▶ _Task goal_
Starting with the line that holds "form: x=190 y=402.", copy out each remaining line of the listing below, up to and including the last one, and include nothing else.

▶ _Dataset excerpts_
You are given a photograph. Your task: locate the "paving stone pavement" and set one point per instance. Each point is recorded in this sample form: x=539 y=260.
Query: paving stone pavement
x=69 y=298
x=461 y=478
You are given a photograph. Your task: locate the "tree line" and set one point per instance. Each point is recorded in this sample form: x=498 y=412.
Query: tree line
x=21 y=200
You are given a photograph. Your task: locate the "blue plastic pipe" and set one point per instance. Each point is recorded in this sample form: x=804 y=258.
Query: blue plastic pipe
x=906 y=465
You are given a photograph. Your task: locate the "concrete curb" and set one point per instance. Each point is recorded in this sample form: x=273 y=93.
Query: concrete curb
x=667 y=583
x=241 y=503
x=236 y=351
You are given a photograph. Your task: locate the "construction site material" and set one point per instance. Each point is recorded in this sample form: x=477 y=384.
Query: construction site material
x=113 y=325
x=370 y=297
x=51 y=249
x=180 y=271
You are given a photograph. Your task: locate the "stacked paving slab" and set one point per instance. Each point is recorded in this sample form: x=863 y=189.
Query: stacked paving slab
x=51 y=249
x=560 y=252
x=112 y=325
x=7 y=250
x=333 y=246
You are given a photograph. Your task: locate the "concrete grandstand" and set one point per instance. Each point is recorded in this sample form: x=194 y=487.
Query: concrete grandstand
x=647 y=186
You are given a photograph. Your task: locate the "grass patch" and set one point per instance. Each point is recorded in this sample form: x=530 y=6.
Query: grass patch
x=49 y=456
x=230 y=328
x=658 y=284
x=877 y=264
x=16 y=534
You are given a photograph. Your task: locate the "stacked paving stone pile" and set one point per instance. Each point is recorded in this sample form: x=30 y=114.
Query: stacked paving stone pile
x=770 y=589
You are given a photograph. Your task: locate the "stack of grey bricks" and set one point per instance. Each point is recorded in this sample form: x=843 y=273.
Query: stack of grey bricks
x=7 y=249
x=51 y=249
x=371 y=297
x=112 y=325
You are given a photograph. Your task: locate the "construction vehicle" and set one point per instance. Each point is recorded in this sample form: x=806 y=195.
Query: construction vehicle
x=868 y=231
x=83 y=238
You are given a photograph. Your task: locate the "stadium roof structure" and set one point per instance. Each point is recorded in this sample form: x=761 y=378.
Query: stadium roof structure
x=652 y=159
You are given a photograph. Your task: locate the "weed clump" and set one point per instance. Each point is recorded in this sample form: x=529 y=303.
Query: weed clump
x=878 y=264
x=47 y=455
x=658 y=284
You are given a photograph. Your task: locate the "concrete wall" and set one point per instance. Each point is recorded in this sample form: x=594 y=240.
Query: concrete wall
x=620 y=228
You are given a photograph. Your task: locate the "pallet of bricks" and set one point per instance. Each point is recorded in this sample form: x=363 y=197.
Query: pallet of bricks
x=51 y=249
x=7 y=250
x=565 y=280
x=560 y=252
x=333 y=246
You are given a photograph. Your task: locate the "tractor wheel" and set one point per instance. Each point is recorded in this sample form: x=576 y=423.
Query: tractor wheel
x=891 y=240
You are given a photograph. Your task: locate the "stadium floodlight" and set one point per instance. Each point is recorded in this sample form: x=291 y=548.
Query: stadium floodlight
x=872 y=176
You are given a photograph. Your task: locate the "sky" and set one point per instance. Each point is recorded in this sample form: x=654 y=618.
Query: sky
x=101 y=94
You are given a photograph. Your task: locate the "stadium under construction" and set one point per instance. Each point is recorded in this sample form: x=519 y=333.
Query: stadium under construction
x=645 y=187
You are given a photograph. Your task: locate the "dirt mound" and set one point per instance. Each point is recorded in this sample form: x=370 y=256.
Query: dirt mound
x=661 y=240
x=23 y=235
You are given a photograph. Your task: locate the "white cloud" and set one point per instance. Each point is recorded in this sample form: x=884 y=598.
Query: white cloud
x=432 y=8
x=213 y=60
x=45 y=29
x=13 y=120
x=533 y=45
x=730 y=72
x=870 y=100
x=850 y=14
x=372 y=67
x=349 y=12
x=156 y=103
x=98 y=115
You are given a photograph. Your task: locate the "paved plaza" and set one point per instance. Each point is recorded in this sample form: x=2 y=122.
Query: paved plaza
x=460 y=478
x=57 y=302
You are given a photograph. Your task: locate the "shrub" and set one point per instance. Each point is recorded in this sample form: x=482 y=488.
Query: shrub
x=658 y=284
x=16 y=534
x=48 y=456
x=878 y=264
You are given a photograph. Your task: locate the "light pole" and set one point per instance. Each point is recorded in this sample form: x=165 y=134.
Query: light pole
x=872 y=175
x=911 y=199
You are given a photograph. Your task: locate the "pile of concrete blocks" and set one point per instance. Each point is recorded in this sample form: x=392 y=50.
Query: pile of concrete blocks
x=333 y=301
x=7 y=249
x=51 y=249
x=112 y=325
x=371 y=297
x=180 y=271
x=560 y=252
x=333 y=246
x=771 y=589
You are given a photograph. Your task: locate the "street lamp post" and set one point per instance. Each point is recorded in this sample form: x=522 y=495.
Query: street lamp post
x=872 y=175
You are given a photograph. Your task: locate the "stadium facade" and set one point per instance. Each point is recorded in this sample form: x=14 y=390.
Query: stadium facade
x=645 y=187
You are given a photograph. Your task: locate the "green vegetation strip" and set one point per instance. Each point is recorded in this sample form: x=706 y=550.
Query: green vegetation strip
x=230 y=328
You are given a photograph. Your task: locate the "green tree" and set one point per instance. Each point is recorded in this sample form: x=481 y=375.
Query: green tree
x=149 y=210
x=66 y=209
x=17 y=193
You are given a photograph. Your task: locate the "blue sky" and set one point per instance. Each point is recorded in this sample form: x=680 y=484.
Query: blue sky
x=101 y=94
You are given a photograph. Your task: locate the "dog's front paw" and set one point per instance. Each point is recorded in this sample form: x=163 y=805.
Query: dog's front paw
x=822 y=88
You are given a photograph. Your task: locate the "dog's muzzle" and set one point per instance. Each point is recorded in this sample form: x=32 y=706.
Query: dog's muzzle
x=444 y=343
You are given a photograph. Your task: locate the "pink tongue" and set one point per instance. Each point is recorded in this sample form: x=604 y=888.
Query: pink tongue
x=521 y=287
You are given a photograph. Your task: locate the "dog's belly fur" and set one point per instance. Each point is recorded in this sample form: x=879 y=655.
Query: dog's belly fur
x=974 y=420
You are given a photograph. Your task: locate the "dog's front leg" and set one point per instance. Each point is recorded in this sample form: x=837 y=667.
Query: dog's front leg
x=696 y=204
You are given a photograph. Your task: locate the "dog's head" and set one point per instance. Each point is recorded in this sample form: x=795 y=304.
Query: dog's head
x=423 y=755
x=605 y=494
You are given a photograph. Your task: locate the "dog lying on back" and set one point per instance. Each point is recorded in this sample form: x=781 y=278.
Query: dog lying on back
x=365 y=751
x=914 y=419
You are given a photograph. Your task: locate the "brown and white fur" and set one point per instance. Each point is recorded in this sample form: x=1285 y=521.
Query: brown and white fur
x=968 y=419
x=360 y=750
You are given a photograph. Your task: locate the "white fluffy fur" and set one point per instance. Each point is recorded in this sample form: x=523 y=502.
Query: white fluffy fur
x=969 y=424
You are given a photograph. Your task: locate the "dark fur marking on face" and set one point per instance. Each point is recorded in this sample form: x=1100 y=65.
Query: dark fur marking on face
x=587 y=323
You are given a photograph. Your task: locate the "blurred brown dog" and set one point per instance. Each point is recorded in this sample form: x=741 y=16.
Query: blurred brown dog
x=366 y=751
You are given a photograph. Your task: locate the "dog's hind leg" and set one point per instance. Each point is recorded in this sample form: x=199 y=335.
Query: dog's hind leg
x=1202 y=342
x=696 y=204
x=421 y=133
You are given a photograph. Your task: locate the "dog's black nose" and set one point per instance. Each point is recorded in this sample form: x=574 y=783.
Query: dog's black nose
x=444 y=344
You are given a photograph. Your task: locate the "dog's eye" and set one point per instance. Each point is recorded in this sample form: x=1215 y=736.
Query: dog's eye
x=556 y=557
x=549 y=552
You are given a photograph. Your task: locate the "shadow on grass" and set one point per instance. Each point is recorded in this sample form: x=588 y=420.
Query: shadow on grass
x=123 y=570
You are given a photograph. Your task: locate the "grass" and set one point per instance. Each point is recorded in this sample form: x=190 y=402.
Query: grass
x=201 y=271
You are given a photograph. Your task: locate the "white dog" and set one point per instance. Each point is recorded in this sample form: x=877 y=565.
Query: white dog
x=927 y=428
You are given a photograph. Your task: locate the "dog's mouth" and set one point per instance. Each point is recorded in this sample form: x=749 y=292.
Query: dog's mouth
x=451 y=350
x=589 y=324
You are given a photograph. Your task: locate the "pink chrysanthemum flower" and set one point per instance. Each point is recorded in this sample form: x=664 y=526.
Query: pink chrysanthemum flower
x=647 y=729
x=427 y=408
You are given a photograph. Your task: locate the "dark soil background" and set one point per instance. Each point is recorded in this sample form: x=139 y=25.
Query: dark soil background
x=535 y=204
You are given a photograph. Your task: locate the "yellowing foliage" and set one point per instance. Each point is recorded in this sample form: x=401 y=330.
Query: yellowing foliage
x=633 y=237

▶ _Complete output_
You are given a photograph. Your task: locate the "grass" and set one point per instance. Each point is recorded in this sample form: x=190 y=402.
Query: grass
x=201 y=271
You are given a photograph. Your task: locate the "white dog" and set one point per instance. Each point is recorded in this sample form: x=877 y=565.
Query: white dog
x=927 y=428
You are given a photograph. Your task: locate the "dog's mouth" and set one point per instance. Each point is recorded in this sample form: x=749 y=292.
Query: dog's mouth
x=451 y=350
x=589 y=324
You are given a photograph. Your task: locate the "pink chrysanthemum flower" and set one point per instance. Each point is recorded in this sample form: x=664 y=526.
Query: pink chrysanthemum flower
x=647 y=729
x=427 y=408
You are given a photograph. Your task: locate the "dark soil background" and set one point per instance. Each point is recorded in this sample form: x=139 y=25.
Query: dark soil background
x=535 y=204
You are given a photograph. Your task: locate the "yellowing foliage" and set one point per instance. Each point is recorded in this sample form: x=401 y=330.
Query: yellowing foliage
x=633 y=237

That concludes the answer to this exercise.